* Task instructions
Format every line of the data below as a numbered list, dropping blank lines and omitting the pictures.

* Given information

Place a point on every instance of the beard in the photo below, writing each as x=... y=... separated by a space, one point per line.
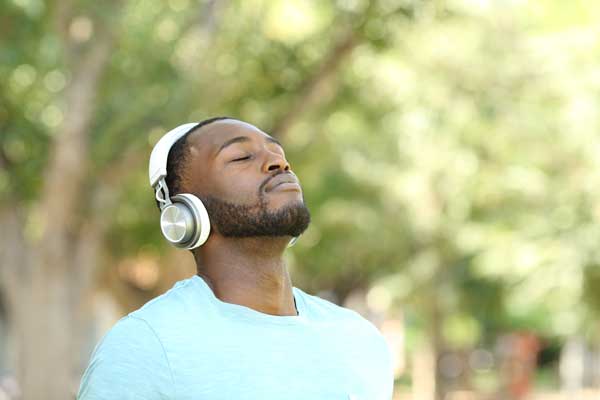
x=239 y=220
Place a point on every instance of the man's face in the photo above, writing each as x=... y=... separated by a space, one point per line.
x=242 y=176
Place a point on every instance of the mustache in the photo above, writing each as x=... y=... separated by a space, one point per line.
x=261 y=188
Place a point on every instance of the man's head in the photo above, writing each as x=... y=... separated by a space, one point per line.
x=242 y=176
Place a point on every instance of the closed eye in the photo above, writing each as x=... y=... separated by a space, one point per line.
x=242 y=158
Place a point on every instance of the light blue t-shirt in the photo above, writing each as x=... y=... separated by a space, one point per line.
x=188 y=344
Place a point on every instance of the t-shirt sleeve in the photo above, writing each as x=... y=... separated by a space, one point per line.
x=129 y=363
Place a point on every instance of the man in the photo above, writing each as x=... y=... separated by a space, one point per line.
x=239 y=329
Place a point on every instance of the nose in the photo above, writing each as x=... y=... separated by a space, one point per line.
x=275 y=161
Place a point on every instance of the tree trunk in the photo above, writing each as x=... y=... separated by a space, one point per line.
x=46 y=272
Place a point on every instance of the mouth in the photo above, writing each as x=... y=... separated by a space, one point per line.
x=285 y=186
x=282 y=182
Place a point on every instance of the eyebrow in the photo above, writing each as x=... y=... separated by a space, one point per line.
x=239 y=139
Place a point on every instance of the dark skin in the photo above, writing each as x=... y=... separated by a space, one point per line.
x=246 y=271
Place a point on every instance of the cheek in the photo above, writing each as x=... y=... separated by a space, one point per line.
x=237 y=189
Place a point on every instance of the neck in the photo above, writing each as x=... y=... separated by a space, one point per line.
x=249 y=272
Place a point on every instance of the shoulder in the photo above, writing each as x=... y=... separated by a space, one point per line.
x=167 y=307
x=326 y=310
x=128 y=360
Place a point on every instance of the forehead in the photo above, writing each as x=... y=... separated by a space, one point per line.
x=210 y=137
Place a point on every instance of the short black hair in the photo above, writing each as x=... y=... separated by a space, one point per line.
x=177 y=159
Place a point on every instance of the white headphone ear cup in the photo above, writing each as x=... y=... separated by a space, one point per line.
x=200 y=228
x=293 y=241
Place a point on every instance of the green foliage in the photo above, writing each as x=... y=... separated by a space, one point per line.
x=452 y=156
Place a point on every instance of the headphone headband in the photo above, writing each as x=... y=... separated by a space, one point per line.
x=160 y=152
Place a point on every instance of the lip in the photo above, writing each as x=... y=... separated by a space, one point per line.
x=283 y=181
x=286 y=186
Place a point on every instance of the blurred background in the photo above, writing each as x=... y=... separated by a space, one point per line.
x=448 y=150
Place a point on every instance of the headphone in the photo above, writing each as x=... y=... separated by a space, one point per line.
x=184 y=220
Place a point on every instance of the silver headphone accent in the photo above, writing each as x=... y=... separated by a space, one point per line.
x=184 y=221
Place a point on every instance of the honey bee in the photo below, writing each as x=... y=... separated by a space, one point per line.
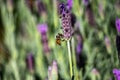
x=59 y=38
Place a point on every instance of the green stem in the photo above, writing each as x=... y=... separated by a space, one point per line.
x=70 y=60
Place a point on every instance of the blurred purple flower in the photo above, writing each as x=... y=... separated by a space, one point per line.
x=65 y=14
x=79 y=43
x=118 y=45
x=30 y=63
x=53 y=71
x=118 y=24
x=79 y=48
x=10 y=5
x=41 y=7
x=116 y=73
x=90 y=15
x=85 y=2
x=70 y=3
x=108 y=44
x=42 y=28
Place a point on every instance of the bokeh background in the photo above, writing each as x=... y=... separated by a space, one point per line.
x=28 y=49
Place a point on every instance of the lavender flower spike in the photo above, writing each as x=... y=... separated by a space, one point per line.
x=116 y=73
x=30 y=62
x=70 y=3
x=42 y=28
x=118 y=25
x=85 y=2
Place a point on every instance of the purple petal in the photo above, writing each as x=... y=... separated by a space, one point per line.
x=79 y=48
x=42 y=28
x=70 y=3
x=85 y=2
x=118 y=24
x=115 y=71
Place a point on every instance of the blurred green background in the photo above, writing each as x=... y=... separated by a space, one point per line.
x=94 y=29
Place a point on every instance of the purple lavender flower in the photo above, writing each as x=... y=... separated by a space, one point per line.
x=53 y=71
x=108 y=44
x=118 y=25
x=79 y=43
x=42 y=28
x=66 y=21
x=79 y=48
x=30 y=63
x=89 y=15
x=85 y=2
x=10 y=5
x=118 y=45
x=116 y=73
x=41 y=7
x=70 y=3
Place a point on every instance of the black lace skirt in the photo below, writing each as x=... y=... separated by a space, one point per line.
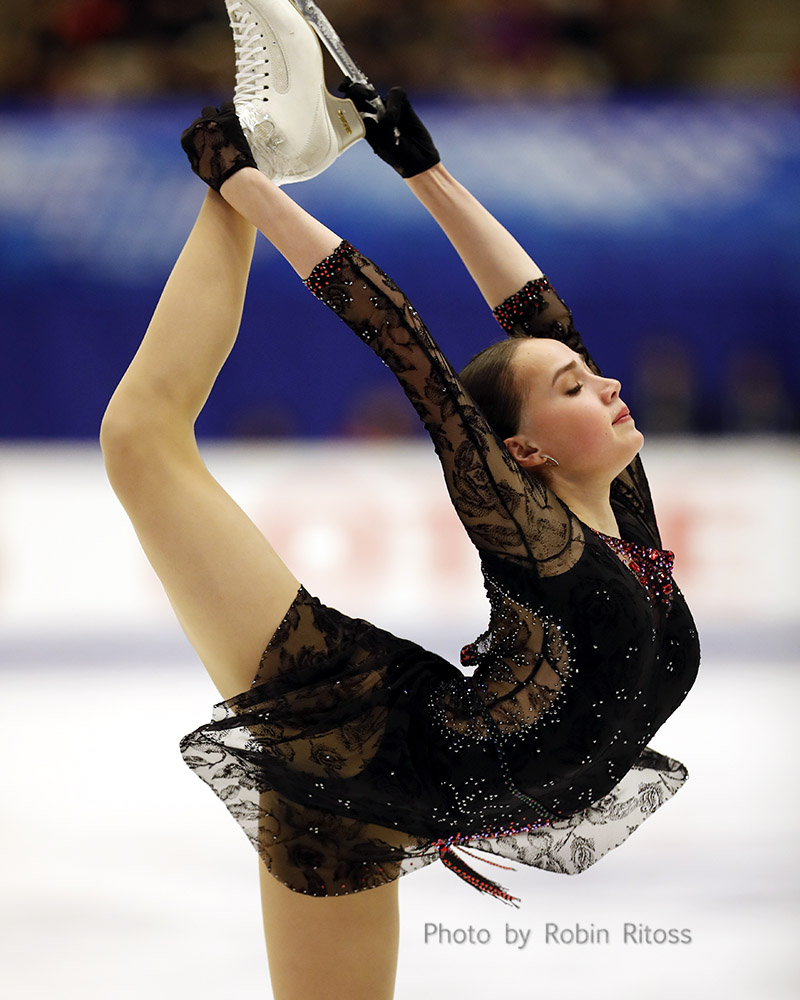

* Result for this exercise
1. Place a point on every instance of the beard in the photo below, writing each as x=... y=... separated by a space, one point per line.
2. x=239 y=220
3. Place a point on every instance of the man's face in the photo above, writing each as x=... y=... separated by a space, one point per line.
4. x=242 y=176
5. Place a point on every instance of the mustache in the photo above, writing each as x=... y=... separated by a space, one point per line.
6. x=261 y=188
7. Place a point on every instance of the man's head in the photo above, writing each as x=... y=... separated by a space, one point per line.
8. x=242 y=176
9. Place a point on every instance of the closed eye in the photo above, writing each as x=... y=... separated by a space, one point per line.
10. x=242 y=158
11. Place a point on every instance of the light blue t-shirt in the photo above, writing each as x=... y=... separated by a space, one point per line.
12. x=188 y=344
13. Place a point on every instance of the t-shirt sleeve in the photo above, writing each as x=... y=... separated by a space, one point per line.
14. x=129 y=363
15. Place a point on every instance of the man in the photo above, writing each as x=... y=... separated by a space, one point per line.
16. x=239 y=329
17. Place a point on every instance of the nose in the photo above, writing each as x=... y=... separated by a space, one point per line.
18. x=275 y=161
19. Place a point on every instance of the tree trunk in the photo above, writing each as x=... y=... separated by a space, one point per line.
20. x=46 y=272
21. Place a point on every instance of the mouth in the photo above, writing each as x=... y=... separated by a space, one point per line.
22. x=285 y=186
23. x=282 y=182
24. Place a point on every instance of the eyebrow in the photo above, writing each as x=... y=... separated by a space, one point per line.
25. x=239 y=139
26. Place a point on every instance of the dark skin in the photo above, writing each as x=... y=... separated by a space, one point per line.
27. x=246 y=271
28. Place a point on every instance of the cheek in the photo above, writing each as x=... y=... separated by a space, one point per line.
29. x=237 y=189
30. Place a point on every instance of the neck in the photo above, writing each as x=... y=... separated by a space, one point per line.
31. x=249 y=272
32. Place a point on every instance of the shoulder in the photo above, writing each as x=... y=... separated by a space, one point per line.
33. x=167 y=307
34. x=326 y=310
35. x=128 y=360
36. Place a point on every instance of the forehead in the photo above, writing each as x=... y=... separated by a space, one point per line.
37. x=210 y=137
38. Place a point on every instance of the short black hair in the photo above, writing each as x=... y=... separated by a space, one point per line.
39. x=177 y=159
40. Place a point on every instance of the white headphone ear cup in the photo above, writing each as x=... y=... separated by a space, one point per line.
41. x=200 y=228
42. x=293 y=241
43. Place a point on every instance of the green foliage in the photo above, writing each as x=... y=... separated by a space, one point per line.
44. x=452 y=156
45. Place a point on every instance of the headphone headband in the photo above, writing each as x=... y=... separated by a space, one point per line.
46. x=160 y=152
47. Place a point on every instance of the lip in the photo above, writing each as x=... y=... separated by a space, one point per line.
48. x=283 y=181
49. x=286 y=186
50. Place a point on every instance of the blurred background in the photo above, writing each as x=... y=... separated by a space, one point per line.
51. x=448 y=150
52. Place a point on every instance of the headphone in the photo above, writing each as x=... y=... separated by a space, one point per line.
53. x=184 y=220
54. Place a point on every instance of the silver headphone accent in the photo above, writing each as x=... y=... separated by a space, one point per line.
55. x=184 y=221
56. Place a point on every instance of the honey bee in the photo below, writing each as x=... y=... separated by a space, one point per line.
57. x=59 y=38
58. Place a point on every instance of the green stem in the photo above, writing each as x=... y=... separated by a space, one point per line.
59. x=70 y=60
60. Place a point on every instance of the blurred purple flower in the photo above, writing each as x=... y=... separated by a space, one point per line.
61. x=65 y=14
62. x=79 y=43
63. x=118 y=45
64. x=30 y=63
65. x=53 y=71
66. x=118 y=24
67. x=79 y=48
68. x=10 y=5
69. x=41 y=7
70. x=116 y=73
71. x=90 y=15
72. x=85 y=2
73. x=70 y=3
74. x=108 y=44
75. x=42 y=28
76. Place a point on every instance of the bokeh background in the photo above, writing each as x=... y=... separated by a space, one point per line.
77. x=28 y=49
78. Place a point on every instance of the lavender flower spike in the photo above, writing each as x=... y=... separated by a space, one point per line.
79. x=116 y=73
80. x=30 y=62
81. x=70 y=3
82. x=42 y=28
83. x=118 y=25
84. x=85 y=2
85. Place a point on every instance of the purple petal in the photo above, writing each as x=... y=... separated by a space, one point per line.
86. x=79 y=48
87. x=42 y=28
88. x=70 y=3
89. x=85 y=2
90. x=118 y=24
91. x=115 y=71
92. Place a point on every instance of the blurred green background in the photo above, writing each as x=... y=... separated by a space, one point per line.
93. x=94 y=29
94. Place a point on every instance of the purple lavender flower in the photo above, writing each as x=... y=... separated by a space, one point per line.
95. x=53 y=71
96. x=108 y=44
97. x=118 y=25
98. x=79 y=43
99. x=42 y=28
100. x=66 y=21
101. x=79 y=48
102. x=30 y=63
103. x=89 y=15
104. x=85 y=2
105. x=10 y=5
106. x=118 y=45
107. x=116 y=73
108. x=41 y=7
109. x=70 y=3
110. Place a point on every instance of the black lace skirt in the photo below, writing each as x=... y=... separated by a space, one point per line.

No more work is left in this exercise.